What you have to do:
Every line from the one with "Where can the green" to the one with "Where can the hanging", including those two, is to be copied exactly; all other lines of the entries below are left out.

Dataset entries:

= Beginning of Section =

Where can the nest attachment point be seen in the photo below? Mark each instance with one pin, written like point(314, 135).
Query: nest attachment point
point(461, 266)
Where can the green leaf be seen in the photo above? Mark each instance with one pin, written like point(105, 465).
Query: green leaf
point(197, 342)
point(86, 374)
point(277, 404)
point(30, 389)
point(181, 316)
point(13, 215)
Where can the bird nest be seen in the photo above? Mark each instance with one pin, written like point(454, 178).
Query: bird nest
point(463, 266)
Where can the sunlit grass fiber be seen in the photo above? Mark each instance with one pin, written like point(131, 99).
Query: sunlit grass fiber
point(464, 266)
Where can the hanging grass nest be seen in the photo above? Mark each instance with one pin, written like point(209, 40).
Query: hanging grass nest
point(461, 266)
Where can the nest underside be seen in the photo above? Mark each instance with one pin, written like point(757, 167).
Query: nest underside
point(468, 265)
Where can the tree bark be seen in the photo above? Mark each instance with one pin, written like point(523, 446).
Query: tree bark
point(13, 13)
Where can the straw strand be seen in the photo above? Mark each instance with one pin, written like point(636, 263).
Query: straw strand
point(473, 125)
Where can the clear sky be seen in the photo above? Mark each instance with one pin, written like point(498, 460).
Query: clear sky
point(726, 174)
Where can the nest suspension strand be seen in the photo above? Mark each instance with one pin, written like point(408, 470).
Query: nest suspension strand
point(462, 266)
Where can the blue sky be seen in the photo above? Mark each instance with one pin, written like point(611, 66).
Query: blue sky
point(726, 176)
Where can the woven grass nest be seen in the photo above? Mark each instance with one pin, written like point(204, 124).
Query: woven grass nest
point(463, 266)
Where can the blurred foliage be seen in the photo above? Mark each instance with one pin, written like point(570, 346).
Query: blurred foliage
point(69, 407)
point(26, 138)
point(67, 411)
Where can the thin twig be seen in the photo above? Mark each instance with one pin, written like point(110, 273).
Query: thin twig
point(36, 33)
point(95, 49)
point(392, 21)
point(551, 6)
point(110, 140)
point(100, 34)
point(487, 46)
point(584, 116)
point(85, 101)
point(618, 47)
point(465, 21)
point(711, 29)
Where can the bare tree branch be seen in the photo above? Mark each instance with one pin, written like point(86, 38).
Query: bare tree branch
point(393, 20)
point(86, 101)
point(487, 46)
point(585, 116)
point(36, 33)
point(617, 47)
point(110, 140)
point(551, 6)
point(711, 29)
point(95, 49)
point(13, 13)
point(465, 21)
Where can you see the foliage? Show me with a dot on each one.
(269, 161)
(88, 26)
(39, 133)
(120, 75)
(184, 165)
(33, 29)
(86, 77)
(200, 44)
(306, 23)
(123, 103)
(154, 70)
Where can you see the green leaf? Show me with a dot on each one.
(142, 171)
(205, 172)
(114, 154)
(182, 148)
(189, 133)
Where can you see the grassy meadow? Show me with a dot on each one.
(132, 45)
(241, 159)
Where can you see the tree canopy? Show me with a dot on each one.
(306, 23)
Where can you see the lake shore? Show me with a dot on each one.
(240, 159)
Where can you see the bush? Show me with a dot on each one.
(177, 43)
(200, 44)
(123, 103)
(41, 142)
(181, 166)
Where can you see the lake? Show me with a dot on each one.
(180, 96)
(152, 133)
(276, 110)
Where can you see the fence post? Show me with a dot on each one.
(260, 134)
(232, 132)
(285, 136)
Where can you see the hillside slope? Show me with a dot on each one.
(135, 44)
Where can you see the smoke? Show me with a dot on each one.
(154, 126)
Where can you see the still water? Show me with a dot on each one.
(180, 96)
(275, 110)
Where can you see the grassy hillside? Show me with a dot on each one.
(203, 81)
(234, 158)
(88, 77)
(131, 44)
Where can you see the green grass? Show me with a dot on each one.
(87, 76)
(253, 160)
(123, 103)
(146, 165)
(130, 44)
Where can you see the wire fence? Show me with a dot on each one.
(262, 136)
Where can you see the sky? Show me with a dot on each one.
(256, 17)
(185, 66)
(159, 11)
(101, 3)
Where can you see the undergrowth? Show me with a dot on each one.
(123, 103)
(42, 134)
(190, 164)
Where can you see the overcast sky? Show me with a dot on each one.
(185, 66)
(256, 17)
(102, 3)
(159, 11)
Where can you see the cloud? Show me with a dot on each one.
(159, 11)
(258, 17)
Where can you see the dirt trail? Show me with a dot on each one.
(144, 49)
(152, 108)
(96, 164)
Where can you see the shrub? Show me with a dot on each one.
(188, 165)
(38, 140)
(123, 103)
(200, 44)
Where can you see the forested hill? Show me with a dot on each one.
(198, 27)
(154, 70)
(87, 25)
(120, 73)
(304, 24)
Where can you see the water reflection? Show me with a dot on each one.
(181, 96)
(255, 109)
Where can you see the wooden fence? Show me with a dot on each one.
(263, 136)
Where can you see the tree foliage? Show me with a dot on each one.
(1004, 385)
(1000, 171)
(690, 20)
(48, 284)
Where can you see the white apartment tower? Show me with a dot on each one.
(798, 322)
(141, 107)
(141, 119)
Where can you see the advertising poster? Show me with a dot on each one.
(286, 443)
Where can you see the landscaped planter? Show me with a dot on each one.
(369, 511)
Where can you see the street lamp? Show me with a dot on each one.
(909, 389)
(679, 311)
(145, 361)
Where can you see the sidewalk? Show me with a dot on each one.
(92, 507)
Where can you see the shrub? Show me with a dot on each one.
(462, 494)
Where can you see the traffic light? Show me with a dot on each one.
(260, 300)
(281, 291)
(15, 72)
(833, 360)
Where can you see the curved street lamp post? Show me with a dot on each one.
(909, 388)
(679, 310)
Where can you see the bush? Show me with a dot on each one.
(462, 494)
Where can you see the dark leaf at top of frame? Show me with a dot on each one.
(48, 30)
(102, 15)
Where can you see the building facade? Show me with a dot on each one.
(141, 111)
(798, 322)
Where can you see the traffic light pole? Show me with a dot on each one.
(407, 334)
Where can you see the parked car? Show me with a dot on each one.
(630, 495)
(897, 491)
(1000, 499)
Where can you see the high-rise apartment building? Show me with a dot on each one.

= End of Section =

Written response:
Where can the green leaf be seen in the photo above? Mark each instance with one pin, written like point(105, 465).
Query: green leaf
point(197, 342)
point(86, 374)
point(277, 404)
point(30, 389)
point(181, 316)
point(13, 215)
Where can the bird nest be seen in the photo above? Mark each instance with one pin, written like point(454, 178).
Query: bird nest
point(463, 266)
Where can the sunlit grass fiber be seen in the photo above? Mark each instance with one pin, written like point(131, 99).
Query: sunlit grass fiber
point(464, 266)
Where can the hanging grass nest be seen in the photo above? Mark each instance with one pin, written like point(209, 40).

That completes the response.